═══ AVAILABLE DATA ═══
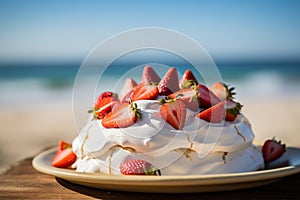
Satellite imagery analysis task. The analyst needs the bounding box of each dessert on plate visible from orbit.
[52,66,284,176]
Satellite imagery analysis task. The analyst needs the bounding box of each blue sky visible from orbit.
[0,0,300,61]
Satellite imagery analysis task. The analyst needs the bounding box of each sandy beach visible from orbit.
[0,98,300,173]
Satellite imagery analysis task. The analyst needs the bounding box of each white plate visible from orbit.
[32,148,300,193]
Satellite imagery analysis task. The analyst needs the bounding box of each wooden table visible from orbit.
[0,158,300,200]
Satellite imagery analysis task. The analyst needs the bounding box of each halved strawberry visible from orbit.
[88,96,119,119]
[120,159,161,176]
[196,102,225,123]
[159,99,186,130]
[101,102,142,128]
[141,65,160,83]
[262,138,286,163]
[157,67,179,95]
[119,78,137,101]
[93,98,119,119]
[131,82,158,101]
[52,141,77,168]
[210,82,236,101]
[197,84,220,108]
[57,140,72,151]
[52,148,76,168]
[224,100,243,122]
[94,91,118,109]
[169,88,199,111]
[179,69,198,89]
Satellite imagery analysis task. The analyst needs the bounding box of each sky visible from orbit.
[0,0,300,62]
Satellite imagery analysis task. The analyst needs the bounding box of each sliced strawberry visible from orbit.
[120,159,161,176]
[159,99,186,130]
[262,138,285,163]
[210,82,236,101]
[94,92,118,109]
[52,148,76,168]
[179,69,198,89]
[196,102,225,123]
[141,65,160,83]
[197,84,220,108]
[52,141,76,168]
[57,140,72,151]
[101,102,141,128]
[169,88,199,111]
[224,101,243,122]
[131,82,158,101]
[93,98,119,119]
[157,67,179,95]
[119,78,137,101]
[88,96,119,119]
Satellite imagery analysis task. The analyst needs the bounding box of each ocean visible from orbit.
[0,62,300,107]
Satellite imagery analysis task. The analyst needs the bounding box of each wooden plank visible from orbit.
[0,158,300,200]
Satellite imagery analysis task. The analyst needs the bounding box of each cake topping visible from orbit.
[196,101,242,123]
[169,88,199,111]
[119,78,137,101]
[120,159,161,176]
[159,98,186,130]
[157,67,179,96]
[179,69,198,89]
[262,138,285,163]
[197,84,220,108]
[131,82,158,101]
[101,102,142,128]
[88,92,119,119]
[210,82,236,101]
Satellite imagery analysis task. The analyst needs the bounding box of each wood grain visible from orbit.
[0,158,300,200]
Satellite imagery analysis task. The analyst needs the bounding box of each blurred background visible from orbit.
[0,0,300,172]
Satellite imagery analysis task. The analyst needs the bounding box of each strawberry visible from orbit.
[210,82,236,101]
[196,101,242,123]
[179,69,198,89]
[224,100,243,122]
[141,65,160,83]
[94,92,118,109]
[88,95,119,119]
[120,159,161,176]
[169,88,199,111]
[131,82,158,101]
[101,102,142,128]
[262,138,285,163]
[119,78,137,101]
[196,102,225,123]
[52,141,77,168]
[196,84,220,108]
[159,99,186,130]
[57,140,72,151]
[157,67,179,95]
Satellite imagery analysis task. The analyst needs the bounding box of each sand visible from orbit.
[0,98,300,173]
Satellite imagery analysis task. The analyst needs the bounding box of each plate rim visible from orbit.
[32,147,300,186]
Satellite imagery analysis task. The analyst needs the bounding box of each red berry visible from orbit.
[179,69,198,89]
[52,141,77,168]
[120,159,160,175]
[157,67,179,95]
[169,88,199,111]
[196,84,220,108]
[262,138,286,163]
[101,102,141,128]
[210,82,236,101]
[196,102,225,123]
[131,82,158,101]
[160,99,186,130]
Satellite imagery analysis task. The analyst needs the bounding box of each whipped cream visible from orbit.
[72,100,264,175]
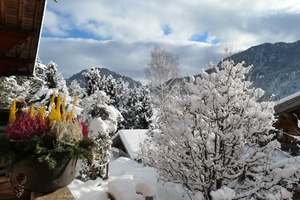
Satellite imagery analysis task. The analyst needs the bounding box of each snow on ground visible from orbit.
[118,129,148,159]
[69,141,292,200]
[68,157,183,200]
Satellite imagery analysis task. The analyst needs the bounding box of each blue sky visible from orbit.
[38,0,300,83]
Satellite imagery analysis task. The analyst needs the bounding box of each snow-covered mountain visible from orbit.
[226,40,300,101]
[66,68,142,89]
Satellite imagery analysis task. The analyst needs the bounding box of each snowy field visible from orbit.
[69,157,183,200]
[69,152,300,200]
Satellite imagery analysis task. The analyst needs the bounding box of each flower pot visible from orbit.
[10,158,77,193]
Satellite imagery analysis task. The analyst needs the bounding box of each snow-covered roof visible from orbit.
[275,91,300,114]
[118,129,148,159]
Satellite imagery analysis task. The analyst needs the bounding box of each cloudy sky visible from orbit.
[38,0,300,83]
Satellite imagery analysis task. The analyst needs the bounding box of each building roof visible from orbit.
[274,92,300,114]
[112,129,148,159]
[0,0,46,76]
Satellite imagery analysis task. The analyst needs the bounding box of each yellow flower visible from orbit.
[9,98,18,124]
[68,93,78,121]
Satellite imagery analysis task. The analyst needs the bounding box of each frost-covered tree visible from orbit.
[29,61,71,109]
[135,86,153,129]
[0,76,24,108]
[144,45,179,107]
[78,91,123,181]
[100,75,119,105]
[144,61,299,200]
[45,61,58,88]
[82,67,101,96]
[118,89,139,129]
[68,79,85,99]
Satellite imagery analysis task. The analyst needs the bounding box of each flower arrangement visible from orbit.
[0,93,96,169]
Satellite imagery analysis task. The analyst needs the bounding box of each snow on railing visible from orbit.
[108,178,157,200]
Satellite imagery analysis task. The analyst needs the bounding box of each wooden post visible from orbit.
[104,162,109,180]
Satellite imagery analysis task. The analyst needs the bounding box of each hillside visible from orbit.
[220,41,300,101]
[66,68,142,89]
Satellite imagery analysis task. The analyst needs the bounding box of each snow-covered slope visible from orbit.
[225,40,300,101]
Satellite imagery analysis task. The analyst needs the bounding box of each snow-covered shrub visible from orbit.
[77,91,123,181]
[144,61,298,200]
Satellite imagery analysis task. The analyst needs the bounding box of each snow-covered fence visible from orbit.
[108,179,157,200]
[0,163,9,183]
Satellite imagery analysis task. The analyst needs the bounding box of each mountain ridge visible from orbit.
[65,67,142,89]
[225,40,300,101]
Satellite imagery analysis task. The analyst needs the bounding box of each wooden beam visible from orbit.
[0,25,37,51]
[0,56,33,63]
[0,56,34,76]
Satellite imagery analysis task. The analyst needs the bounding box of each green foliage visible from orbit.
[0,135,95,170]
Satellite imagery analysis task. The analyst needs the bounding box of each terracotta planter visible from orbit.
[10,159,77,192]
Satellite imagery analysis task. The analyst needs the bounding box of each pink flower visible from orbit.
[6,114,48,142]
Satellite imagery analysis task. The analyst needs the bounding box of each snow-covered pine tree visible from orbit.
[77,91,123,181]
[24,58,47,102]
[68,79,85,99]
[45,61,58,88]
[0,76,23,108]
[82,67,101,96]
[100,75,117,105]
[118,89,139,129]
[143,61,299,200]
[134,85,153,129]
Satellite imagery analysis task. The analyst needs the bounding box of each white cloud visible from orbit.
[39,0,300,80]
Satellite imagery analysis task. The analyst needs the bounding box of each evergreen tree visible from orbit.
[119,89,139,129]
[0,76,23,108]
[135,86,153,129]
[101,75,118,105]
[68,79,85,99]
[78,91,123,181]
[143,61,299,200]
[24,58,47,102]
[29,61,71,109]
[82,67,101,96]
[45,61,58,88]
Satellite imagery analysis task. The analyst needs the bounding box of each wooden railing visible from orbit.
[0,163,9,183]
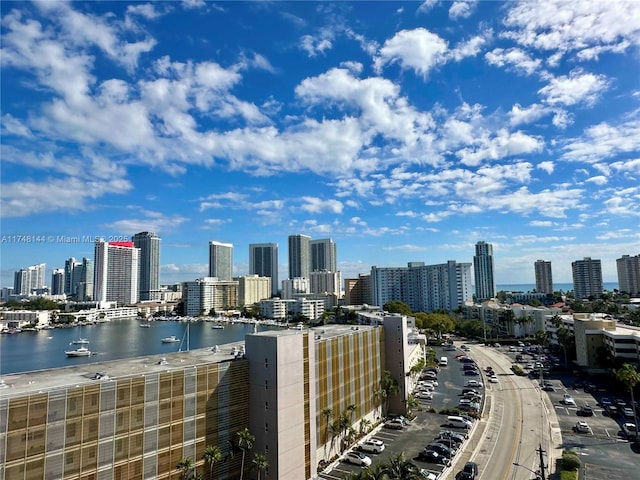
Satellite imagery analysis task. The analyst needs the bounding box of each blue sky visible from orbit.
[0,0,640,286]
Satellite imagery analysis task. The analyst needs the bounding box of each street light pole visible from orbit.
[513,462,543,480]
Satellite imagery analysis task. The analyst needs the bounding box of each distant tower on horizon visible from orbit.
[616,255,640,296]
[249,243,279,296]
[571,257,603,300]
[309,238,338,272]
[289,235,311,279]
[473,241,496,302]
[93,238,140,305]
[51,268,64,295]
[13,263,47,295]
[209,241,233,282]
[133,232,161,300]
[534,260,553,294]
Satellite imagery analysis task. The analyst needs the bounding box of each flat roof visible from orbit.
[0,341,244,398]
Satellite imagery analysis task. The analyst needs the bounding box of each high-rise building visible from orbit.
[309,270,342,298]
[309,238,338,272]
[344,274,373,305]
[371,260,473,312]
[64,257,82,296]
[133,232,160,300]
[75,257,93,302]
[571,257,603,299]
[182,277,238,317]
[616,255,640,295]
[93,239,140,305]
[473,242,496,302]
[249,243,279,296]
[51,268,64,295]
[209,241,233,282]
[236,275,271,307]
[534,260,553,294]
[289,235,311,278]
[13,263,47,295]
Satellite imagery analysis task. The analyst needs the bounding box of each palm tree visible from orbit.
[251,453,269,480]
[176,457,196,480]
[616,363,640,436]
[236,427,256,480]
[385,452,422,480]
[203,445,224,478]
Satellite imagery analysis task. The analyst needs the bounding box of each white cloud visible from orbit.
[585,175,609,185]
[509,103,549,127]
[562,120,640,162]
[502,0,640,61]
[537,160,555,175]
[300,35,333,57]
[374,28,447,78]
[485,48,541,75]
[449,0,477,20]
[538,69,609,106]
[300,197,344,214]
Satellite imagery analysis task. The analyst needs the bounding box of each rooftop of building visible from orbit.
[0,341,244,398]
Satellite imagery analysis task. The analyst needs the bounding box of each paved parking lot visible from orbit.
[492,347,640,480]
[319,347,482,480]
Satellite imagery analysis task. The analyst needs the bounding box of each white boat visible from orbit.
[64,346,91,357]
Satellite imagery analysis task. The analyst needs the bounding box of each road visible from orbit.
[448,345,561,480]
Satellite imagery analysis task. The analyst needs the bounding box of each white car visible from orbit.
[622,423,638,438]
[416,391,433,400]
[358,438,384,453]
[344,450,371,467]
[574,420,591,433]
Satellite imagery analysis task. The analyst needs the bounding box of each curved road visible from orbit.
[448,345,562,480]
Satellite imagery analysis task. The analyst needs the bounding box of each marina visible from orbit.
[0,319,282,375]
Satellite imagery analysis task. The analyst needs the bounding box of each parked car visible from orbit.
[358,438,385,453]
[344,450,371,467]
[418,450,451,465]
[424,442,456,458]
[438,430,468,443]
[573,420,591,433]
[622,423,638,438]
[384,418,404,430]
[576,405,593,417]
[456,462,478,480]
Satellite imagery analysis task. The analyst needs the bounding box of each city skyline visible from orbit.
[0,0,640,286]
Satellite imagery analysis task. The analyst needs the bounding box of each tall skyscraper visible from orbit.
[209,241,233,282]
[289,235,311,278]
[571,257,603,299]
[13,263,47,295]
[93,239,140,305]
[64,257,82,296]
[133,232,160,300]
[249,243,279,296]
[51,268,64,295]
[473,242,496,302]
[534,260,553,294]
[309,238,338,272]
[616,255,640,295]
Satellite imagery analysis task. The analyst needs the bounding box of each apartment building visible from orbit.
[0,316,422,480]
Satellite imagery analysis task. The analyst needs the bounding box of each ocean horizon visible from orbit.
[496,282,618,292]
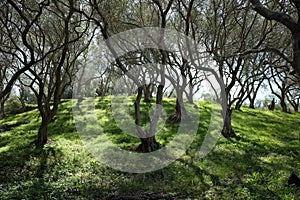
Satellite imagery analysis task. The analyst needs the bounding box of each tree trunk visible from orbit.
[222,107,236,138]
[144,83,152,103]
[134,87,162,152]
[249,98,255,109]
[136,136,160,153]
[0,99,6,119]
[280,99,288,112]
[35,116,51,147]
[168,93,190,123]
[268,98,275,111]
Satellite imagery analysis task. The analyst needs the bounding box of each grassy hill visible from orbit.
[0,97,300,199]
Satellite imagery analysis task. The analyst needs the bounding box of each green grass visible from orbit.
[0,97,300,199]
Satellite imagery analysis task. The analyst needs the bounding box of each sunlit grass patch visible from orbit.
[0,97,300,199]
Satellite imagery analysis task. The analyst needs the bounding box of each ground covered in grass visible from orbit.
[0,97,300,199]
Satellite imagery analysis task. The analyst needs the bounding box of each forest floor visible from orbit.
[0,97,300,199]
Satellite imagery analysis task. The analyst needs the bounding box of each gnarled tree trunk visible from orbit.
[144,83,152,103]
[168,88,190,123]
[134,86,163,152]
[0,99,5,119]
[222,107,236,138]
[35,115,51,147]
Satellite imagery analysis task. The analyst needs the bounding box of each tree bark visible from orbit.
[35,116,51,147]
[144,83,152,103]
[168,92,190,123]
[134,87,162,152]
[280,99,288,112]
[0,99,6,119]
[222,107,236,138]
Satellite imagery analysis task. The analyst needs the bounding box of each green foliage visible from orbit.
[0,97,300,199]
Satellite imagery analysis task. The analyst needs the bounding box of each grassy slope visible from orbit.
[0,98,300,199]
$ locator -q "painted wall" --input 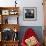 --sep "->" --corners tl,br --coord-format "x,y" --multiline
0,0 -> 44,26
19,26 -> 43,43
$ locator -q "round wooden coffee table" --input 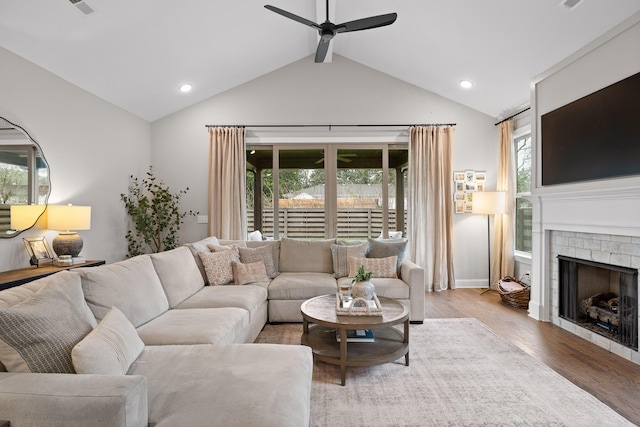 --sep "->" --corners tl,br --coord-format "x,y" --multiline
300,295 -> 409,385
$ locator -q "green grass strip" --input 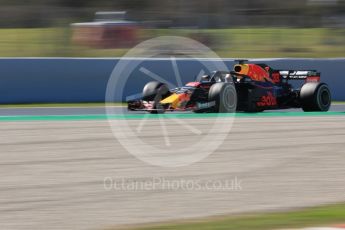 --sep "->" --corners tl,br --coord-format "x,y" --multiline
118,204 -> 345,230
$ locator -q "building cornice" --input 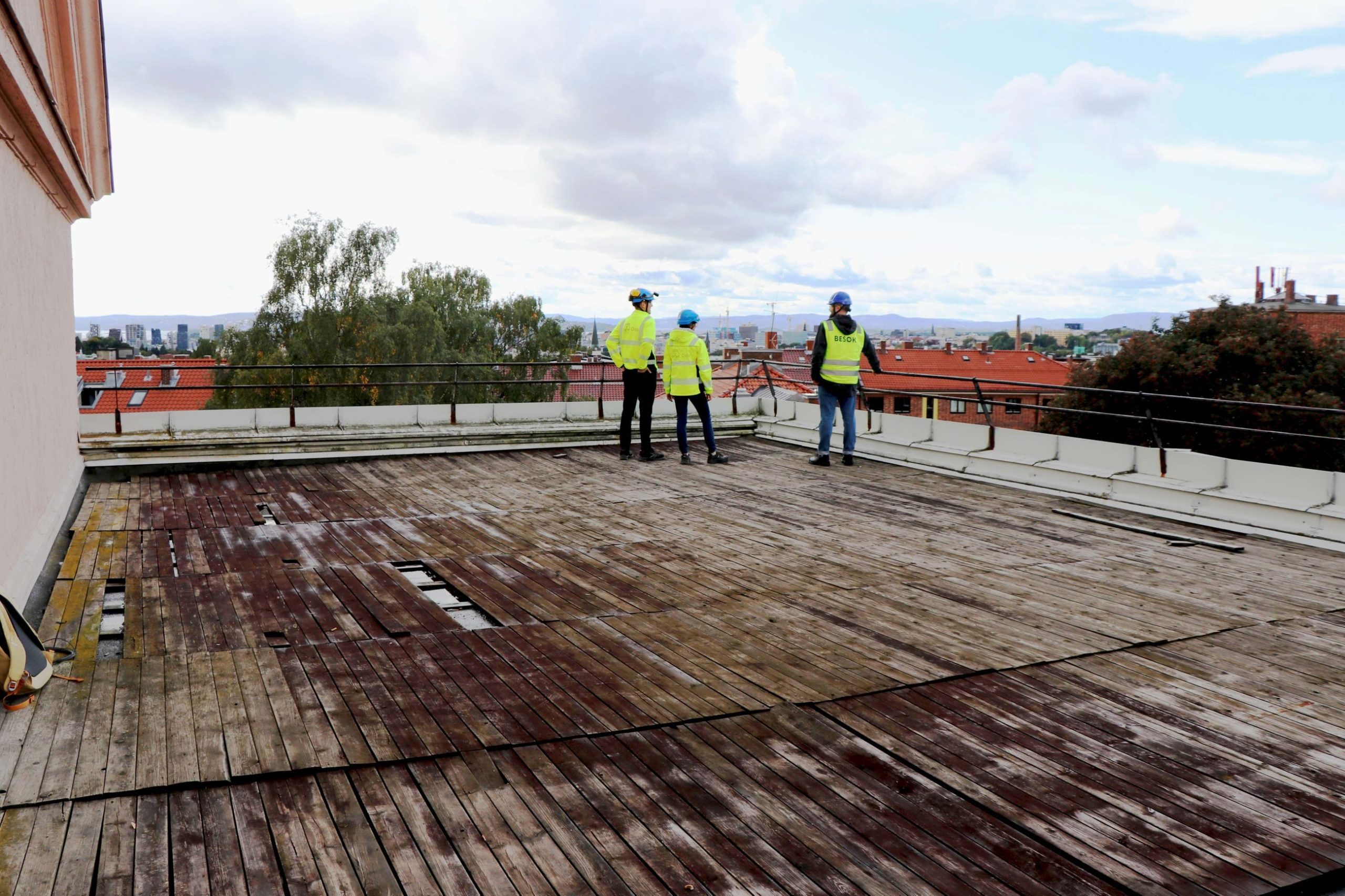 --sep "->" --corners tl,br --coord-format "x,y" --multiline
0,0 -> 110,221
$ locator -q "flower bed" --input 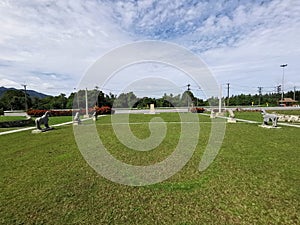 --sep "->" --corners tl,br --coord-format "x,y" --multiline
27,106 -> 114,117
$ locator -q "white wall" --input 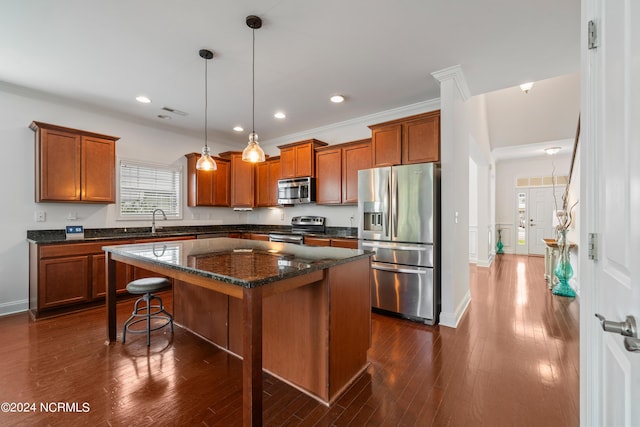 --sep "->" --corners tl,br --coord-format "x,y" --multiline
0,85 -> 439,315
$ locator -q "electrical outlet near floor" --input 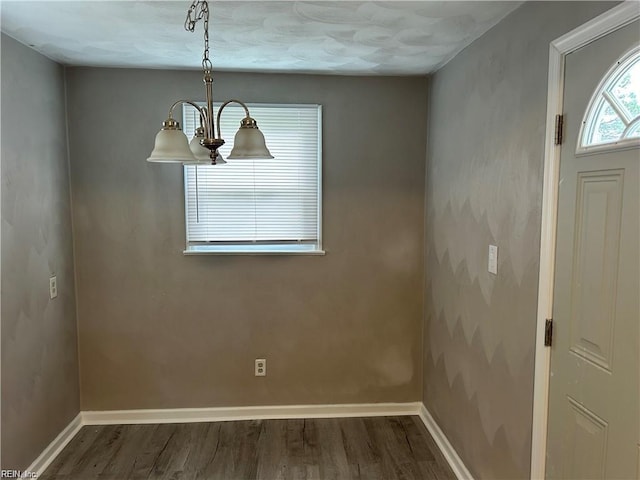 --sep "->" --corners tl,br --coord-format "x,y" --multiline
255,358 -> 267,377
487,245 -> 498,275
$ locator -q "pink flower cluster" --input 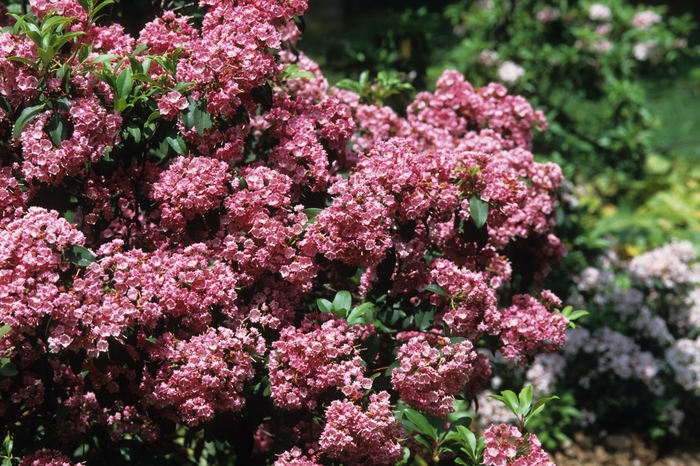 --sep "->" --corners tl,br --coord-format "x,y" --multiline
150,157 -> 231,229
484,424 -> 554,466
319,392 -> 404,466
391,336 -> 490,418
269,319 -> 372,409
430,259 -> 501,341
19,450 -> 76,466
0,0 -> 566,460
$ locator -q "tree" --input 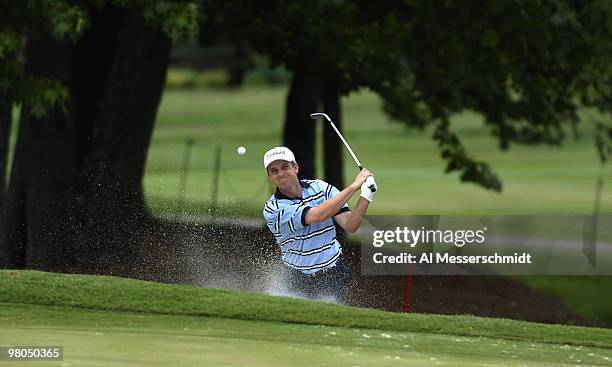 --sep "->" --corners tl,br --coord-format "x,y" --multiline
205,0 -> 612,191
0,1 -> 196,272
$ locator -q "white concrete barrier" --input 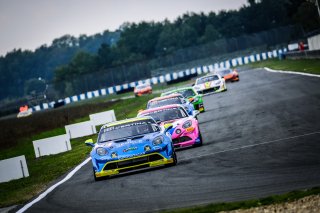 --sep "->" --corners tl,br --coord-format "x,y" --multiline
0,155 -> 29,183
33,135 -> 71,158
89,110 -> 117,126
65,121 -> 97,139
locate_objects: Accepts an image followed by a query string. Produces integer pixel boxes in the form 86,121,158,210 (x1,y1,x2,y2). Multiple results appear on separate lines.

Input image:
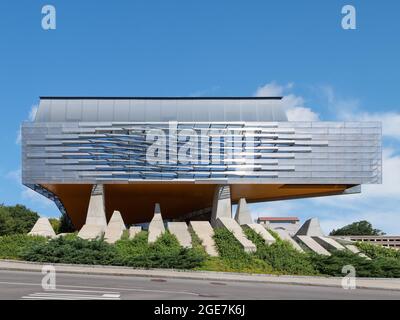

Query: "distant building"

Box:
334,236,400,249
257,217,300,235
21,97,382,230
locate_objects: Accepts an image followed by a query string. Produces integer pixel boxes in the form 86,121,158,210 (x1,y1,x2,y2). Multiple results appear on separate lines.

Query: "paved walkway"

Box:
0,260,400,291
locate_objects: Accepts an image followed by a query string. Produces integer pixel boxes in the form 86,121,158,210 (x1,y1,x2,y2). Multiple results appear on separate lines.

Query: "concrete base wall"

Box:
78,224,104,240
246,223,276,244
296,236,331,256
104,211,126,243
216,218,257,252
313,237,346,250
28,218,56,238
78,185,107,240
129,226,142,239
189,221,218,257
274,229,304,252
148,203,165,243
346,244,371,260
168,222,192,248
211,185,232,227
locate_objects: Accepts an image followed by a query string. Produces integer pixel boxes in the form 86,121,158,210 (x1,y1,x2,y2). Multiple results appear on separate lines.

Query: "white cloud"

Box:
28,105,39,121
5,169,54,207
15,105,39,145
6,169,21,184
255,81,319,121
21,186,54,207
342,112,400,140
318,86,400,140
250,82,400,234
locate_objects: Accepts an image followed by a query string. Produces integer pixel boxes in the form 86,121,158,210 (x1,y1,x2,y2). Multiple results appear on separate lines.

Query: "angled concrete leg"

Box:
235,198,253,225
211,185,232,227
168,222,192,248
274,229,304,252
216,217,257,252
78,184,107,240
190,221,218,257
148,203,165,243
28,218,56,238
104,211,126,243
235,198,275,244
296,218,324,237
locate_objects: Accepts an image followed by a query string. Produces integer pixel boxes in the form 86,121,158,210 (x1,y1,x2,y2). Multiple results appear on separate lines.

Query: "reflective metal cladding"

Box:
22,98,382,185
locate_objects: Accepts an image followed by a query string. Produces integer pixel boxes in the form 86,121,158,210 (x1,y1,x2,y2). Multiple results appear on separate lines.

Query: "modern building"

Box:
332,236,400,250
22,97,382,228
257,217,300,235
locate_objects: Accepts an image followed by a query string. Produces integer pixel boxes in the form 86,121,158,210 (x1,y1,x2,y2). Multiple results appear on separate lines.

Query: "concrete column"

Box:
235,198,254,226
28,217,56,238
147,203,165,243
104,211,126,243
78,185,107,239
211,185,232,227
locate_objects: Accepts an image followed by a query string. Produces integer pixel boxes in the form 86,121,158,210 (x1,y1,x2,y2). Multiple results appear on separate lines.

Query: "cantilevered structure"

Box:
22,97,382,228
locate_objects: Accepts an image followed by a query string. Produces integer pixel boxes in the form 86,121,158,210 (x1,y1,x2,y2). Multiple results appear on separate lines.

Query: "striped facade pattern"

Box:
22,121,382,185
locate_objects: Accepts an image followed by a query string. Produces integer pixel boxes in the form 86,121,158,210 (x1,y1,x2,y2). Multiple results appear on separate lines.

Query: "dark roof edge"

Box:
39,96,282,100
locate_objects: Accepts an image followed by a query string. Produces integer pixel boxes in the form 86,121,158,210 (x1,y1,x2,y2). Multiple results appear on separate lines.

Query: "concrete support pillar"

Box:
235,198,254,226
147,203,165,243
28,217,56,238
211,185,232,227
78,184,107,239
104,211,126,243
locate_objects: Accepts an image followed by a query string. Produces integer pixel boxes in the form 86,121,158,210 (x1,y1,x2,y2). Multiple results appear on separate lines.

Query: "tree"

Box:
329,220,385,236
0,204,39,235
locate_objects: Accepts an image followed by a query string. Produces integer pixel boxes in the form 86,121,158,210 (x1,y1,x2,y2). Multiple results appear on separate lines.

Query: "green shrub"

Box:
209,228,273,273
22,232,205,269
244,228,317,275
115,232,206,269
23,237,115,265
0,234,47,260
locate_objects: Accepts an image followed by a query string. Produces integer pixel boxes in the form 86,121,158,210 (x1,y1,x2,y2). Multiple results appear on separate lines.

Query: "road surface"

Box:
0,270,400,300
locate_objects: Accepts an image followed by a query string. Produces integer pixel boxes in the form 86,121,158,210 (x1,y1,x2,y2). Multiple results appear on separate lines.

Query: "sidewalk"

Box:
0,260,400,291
═══
TASK GOAL: Set out the lines from the start up to and including the line with "[0,0,300,62]" as a numbered list, skipping any blank lines. Leave the pictures out.

FINISHED EXERCISE:
1. Satellite imagery analysis task. The analyst needs the bounding box of each dessert on plate visible from orbit.
2. [52,66,284,176]
3. Satellite imagery analysis task. The analyst needs the bounding box of each blue sky visible from orbit.
4. [0,0,300,61]
5. Satellite imagery analysis task. The analyst needs the bounding box of each sandy beach visible from orbit.
6. [0,98,300,173]
7. Satellite imagery analysis task. The analyst needs the bounding box of each white plate visible from orbit.
8. [32,148,300,193]
9. Satellite imagery analysis task. The analyst needs the bounding box of each wooden table visible from orbit.
10. [0,158,300,200]
11. Satellite imagery analysis task. The analyst needs the bounding box of each halved strawberry visible from orbit.
12. [88,96,119,119]
13. [120,159,161,176]
14. [196,102,225,123]
15. [159,99,186,130]
16. [101,102,142,128]
17. [141,65,160,83]
18. [262,138,286,163]
19. [157,67,179,95]
20. [119,78,137,101]
21. [93,98,119,119]
22. [131,82,158,101]
23. [52,141,77,168]
24. [210,82,236,101]
25. [197,84,220,108]
26. [57,140,72,151]
27. [52,148,76,168]
28. [224,100,243,122]
29. [94,91,118,109]
30. [169,88,199,111]
31. [179,69,198,89]
32. Satellite imagery analysis task. The analyst needs the bounding box of each sky visible from orbit.
33. [0,0,300,62]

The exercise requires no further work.